Frankenstein, Or the Modern Prometheus by Mary Shelley, 1817
Overview
It is unfortunate what the films using the name Frankenstein have done to prejudice readers against this novel. Frankenstein is a remarkable book for its insights into human nature and human needs, especially as they are felt and amplified in the form of a gigantic creature from outside humanity, yet made up–quite literally–of the shards of humanity. The novel touches several powerful themes: love and hate (together with their transformative powers), beauty and ugliness (together with their prejudicial effects), innocence and guilt (whether real or imagined), compassion and hard-heartedness.
As a product of the Romantic era, the book clearly focuses more on feelings and sensibilities than on thought or reason. Yet there is an underlying sense that many of the disasters in the book can be laid to reason forgotten (or gone mad), feelings overindulged, and a loss of balance between head and heart.
The tonal qualities of the novel are worth attending to because, in addition to the dominant tone of darkness or gloom, there are moments of light and beauty, joy and enchantment, and love and pleasure quite irrepressibly glowing into various passages of the book.
A foil is a character who illuminates some of the qualities of another character by providing a contrast with those qualities. Frankenstein provides several foils to help us understand and contextualize some of the other characters. A study of Victor’s foils would be profitable: Robert Walton, Alphonse Frankenstein, the monster, and Elizabeth Lavenza all foil him in some way. Even God is a foil for Victor, since by comparing the Creator of mankind with the creator of the monster, we can discover some interesting contrasts.
Narratology
The complex narrative system of the book provides some interesting structures for analysis. Captain Robert Walton writes to his sister Margaret Saville about his adventures, which the reader looks in upon in a typical epistolary novel manner. Then Victor recounts his story to Walton, who takes notes and sends them to his sister. Then the monster tells Victor about his or its adventures, which Victor recounts to Walton. Finally, the monster quotes the DeLaceys.

▶ **ROWS**

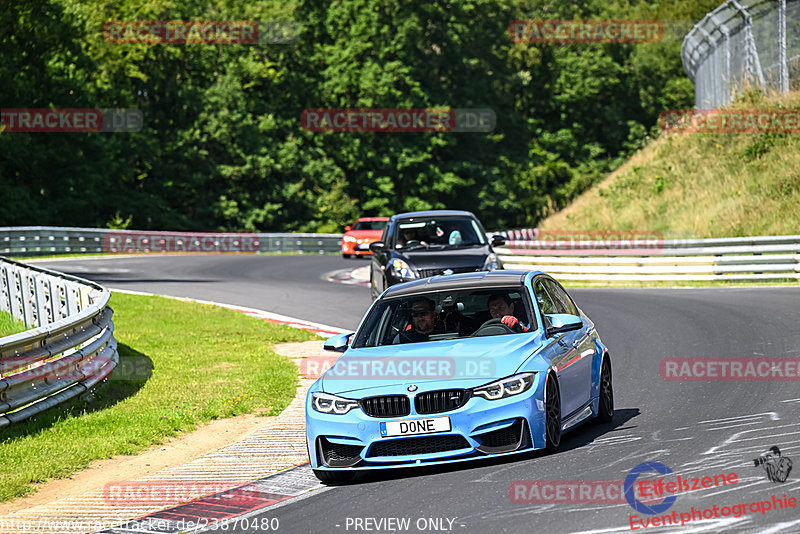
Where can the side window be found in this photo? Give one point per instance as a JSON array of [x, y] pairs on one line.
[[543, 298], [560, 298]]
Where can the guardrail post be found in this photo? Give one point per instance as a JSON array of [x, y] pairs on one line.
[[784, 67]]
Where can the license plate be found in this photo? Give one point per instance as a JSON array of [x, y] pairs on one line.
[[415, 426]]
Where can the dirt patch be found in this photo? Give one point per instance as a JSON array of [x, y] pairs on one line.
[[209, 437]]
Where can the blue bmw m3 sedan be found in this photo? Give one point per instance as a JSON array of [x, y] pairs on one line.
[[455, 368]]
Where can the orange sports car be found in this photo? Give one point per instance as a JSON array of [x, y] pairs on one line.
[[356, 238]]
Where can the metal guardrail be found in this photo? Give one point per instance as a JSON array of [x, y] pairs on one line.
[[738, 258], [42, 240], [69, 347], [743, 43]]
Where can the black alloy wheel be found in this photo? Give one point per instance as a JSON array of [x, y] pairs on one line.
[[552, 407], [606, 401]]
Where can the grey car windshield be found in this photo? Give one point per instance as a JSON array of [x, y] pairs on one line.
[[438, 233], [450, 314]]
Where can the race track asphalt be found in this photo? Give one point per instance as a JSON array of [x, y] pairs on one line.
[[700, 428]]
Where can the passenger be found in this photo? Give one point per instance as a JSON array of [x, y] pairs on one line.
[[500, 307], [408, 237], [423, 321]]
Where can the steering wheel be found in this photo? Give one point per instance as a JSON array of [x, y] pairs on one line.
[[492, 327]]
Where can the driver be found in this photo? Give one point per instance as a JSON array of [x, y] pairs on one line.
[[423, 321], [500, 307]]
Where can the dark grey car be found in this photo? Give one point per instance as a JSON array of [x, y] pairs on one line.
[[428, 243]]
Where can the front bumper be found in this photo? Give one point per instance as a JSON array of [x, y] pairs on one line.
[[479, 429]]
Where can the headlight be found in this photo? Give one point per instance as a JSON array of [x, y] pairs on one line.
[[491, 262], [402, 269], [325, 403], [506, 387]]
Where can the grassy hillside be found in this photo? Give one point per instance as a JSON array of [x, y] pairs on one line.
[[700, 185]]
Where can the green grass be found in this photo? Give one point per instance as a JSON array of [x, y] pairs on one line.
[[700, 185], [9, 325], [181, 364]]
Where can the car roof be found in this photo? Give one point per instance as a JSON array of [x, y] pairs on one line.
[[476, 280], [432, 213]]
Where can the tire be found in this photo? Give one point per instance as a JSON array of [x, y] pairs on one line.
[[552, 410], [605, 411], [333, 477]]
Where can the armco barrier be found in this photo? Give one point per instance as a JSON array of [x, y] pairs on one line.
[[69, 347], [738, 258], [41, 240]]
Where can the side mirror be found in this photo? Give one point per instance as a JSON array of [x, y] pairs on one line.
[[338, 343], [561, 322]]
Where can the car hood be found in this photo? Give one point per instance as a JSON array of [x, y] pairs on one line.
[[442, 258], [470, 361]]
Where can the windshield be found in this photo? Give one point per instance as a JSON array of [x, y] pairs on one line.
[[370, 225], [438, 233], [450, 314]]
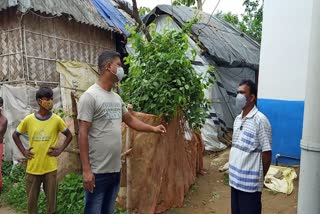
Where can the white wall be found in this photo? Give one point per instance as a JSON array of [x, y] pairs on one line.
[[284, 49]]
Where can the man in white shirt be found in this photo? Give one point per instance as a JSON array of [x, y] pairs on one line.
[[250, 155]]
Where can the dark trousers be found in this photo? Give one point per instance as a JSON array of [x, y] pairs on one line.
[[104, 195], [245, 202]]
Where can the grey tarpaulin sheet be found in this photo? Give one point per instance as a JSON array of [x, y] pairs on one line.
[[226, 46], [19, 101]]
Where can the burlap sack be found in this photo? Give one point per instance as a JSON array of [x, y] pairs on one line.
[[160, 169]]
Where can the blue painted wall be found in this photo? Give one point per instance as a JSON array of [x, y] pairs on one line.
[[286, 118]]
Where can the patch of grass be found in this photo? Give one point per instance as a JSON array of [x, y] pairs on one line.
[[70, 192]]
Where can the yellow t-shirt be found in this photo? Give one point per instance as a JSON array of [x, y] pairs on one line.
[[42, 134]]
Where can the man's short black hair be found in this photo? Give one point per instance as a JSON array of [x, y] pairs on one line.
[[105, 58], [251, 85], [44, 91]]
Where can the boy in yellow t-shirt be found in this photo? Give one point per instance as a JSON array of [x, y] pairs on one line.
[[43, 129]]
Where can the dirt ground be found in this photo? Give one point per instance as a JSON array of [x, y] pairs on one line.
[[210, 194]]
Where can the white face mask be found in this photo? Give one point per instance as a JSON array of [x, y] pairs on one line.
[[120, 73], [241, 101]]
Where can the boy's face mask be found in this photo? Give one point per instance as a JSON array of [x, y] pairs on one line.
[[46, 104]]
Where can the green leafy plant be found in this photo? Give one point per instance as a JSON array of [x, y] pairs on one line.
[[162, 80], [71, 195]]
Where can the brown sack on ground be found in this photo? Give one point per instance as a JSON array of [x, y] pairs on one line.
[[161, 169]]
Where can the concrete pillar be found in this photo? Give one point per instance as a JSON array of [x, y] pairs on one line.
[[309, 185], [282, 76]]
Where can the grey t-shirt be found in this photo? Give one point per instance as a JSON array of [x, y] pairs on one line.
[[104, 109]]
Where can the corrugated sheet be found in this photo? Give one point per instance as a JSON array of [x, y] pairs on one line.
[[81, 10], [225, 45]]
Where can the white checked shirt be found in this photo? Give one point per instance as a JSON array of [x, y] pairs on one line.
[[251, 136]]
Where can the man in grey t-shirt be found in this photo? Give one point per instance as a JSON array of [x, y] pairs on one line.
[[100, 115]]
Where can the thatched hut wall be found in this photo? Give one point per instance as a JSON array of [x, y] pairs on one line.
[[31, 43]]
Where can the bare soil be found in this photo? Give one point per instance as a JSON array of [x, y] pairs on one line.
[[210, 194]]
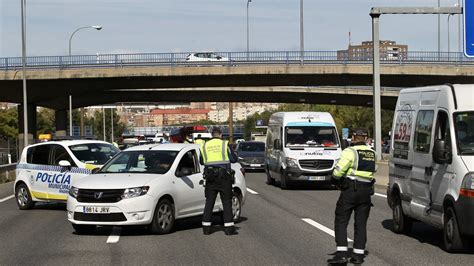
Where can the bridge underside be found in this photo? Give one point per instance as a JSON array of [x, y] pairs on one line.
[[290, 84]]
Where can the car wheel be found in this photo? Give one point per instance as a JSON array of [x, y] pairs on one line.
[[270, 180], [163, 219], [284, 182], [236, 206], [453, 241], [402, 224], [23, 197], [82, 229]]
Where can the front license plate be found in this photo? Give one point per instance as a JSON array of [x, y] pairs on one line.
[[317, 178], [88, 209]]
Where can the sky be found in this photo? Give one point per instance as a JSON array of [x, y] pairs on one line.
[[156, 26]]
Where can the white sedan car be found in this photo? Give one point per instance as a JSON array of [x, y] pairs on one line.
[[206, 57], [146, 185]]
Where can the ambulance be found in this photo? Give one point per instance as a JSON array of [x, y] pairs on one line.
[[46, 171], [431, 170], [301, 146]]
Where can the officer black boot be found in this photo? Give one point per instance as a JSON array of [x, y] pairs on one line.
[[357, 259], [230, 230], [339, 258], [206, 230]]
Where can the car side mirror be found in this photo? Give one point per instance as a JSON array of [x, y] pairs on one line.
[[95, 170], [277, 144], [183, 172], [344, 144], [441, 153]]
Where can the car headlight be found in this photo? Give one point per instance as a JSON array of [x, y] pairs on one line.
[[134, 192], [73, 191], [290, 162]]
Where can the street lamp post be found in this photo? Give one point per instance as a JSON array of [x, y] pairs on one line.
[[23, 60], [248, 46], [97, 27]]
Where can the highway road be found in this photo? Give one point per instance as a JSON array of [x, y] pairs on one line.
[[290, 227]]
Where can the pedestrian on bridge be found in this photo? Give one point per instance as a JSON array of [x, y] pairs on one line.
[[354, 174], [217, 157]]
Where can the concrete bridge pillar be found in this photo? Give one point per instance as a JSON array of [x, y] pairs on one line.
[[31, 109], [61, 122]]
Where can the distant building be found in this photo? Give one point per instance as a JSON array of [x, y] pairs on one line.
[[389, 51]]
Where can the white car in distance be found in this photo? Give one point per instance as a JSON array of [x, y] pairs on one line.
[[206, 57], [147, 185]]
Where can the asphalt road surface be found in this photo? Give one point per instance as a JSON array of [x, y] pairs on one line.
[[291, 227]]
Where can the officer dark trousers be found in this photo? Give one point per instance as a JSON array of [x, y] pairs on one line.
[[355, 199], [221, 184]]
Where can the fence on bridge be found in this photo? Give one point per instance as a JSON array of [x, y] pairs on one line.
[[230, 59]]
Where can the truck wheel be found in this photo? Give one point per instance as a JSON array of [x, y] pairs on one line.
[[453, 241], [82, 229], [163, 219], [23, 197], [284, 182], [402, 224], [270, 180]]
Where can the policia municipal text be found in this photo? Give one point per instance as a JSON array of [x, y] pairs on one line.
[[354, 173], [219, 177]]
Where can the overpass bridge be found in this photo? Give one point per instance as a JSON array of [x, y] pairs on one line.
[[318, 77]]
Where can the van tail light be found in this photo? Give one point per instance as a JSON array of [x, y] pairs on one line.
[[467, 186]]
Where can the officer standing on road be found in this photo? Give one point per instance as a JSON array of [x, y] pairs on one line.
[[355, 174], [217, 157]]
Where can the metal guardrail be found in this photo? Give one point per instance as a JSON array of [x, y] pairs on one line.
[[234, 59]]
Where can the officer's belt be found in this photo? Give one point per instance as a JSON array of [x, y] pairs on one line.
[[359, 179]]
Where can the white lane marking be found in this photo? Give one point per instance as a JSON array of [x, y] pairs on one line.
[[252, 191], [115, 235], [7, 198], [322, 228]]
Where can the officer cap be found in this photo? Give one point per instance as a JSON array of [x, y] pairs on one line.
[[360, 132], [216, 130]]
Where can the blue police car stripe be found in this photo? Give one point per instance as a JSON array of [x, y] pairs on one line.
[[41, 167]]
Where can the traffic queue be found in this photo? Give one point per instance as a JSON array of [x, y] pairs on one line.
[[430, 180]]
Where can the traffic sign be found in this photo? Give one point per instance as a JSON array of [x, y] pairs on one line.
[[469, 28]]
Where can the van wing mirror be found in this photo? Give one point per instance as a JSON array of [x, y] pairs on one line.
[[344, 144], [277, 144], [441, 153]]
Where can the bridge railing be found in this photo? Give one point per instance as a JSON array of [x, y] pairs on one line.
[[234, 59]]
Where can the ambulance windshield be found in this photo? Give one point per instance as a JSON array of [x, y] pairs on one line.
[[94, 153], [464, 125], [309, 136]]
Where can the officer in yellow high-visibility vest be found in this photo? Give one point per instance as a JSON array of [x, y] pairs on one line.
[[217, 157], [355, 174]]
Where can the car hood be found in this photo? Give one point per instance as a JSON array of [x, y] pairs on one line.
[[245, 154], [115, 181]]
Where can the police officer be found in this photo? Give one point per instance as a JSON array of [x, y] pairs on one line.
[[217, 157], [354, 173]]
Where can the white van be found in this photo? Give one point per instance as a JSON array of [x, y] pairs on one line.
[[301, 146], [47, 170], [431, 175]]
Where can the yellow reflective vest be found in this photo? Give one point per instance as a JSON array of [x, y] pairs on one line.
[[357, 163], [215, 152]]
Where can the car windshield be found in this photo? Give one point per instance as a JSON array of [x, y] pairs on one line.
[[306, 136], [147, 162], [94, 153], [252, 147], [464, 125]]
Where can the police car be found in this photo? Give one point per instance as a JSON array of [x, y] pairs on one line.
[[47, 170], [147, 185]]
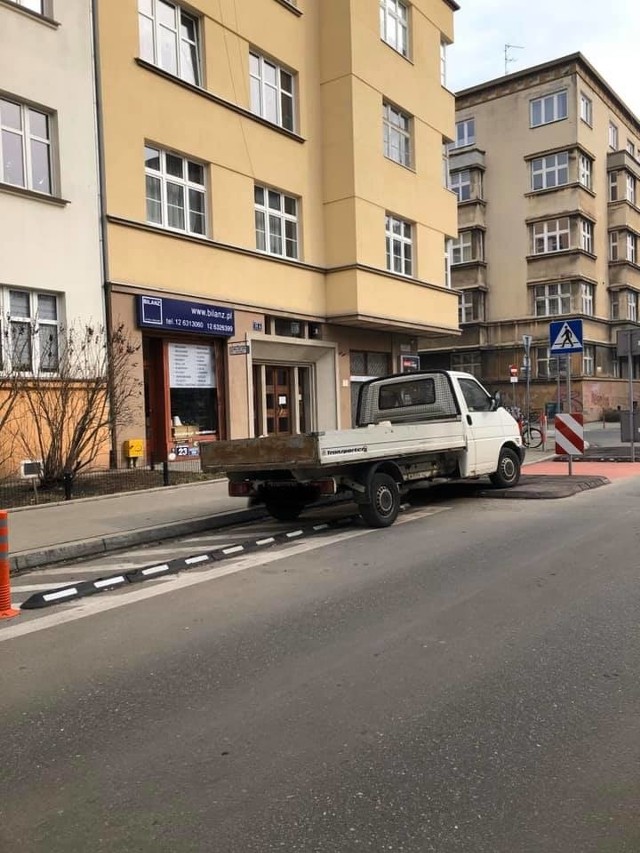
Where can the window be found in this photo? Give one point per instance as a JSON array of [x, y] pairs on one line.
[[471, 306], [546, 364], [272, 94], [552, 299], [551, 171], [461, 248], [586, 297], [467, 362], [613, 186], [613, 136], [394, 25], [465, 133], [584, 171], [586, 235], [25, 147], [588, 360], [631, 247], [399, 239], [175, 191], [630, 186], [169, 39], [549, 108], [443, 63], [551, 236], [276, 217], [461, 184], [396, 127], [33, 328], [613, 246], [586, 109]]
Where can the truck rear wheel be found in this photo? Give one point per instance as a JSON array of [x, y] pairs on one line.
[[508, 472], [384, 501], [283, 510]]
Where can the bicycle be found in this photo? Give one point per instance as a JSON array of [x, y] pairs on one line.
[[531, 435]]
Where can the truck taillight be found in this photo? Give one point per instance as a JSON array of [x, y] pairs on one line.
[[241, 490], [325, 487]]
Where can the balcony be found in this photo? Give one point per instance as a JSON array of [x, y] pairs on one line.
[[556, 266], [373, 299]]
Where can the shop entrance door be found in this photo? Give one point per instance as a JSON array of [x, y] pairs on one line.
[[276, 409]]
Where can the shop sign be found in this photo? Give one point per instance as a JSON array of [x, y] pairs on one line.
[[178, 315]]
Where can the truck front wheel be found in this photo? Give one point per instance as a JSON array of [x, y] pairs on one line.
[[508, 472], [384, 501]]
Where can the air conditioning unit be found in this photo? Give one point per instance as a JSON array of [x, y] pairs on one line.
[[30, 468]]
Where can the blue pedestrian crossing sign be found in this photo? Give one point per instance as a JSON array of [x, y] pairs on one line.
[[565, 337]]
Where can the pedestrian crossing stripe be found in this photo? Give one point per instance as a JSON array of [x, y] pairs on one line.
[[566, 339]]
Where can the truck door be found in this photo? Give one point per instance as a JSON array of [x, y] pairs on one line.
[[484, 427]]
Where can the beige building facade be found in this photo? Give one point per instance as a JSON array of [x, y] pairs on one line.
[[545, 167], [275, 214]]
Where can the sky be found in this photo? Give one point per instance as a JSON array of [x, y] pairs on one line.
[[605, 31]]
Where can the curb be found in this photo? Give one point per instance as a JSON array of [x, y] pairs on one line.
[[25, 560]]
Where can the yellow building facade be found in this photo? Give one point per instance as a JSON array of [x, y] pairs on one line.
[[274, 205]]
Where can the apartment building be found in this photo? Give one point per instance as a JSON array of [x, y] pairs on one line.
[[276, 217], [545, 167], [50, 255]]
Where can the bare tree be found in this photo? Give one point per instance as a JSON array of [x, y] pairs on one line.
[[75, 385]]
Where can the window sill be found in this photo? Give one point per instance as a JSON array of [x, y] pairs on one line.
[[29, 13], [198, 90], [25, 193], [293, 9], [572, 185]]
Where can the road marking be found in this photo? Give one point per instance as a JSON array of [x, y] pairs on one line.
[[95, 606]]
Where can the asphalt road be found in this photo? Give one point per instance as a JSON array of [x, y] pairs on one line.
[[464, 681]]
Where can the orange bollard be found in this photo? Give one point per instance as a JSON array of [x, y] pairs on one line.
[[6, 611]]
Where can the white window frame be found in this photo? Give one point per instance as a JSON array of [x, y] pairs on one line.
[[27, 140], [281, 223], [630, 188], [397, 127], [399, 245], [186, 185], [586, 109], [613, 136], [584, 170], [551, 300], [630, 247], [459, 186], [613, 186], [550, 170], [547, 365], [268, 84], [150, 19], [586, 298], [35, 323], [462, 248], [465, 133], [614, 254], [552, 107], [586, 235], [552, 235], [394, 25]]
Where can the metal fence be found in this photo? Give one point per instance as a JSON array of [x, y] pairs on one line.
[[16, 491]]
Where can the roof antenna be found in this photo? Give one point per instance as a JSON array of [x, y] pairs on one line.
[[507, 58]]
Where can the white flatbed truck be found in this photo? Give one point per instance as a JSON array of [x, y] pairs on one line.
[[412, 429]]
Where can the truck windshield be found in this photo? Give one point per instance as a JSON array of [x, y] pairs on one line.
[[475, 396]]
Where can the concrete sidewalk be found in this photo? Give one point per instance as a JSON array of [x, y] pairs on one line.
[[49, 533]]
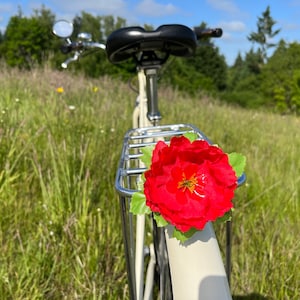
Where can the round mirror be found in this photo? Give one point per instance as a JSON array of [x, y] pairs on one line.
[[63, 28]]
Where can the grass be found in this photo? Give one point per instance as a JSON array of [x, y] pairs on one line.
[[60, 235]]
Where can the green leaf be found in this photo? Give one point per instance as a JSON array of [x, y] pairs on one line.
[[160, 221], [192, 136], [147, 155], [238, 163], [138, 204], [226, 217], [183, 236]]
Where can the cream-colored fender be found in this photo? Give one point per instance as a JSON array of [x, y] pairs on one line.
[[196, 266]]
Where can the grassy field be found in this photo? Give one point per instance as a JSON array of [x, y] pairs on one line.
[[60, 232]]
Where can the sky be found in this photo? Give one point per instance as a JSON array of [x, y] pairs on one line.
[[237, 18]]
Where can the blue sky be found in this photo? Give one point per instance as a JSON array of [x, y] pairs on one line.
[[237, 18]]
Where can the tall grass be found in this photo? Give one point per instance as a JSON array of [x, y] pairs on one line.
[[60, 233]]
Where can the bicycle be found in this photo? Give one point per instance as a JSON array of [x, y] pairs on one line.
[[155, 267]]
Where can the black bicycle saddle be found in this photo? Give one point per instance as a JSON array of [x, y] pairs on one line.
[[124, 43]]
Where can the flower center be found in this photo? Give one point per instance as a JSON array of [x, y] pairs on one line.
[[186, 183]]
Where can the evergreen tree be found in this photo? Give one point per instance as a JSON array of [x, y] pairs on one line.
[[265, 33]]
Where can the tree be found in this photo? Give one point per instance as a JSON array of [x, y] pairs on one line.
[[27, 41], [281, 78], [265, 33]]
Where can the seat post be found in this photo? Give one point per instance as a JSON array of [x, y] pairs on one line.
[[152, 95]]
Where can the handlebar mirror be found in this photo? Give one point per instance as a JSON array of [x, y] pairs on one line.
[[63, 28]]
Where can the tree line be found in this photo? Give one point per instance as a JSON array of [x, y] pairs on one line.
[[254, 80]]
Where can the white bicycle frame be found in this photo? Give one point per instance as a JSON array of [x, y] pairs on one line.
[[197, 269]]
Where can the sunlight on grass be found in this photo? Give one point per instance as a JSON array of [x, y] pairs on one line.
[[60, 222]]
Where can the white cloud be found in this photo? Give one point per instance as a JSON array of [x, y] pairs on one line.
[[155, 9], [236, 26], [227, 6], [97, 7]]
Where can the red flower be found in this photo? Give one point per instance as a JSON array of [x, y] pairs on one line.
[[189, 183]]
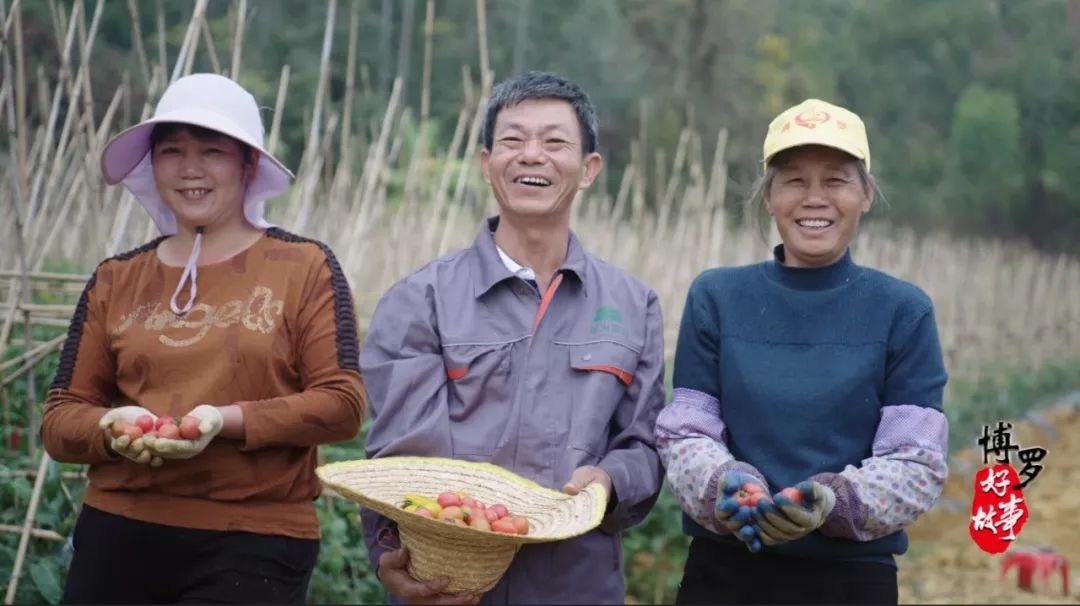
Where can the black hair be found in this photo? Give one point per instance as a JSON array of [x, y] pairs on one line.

▶ **STATED PROBLEM 1**
Please write out the Frankenstein overview from "Narratology" up to and including "quotes the DeLaceys.".
▶ **STATED PROBLEM 2**
In one to three sentences, explain why the Frankenstein overview counts God as a foil for Victor.
▶ **STATED PROBLEM 3**
According to the Frankenstein overview, to whom does Captain Robert Walton write about his adventures?
The data has no connection to the Frankenstein overview.

▶ **EXERCISE RESULT 1**
Narratology
The complex narrative system of the book provides some interesting structures for analysis. Captain Robert Walton writes to his sister Margaret Saville about his adventures, which the reader looks in upon in a typical epistolary novel manner. Then Victor recounts his story to Walton, who takes notes and sends them to his sister. Then the monster tells Victor about his or its adventures, which Victor recounts to Walton. Finally, the monster quotes the DeLaceys.

▶ **EXERCISE RESULT 2**
A foil illuminates another character's qualities through contrast. Comparing the Creator of mankind with Victor, the creator of the monster, reveals some interesting contrasts.

▶ **EXERCISE RESULT 3**
He writes to his sister, Margaret Saville.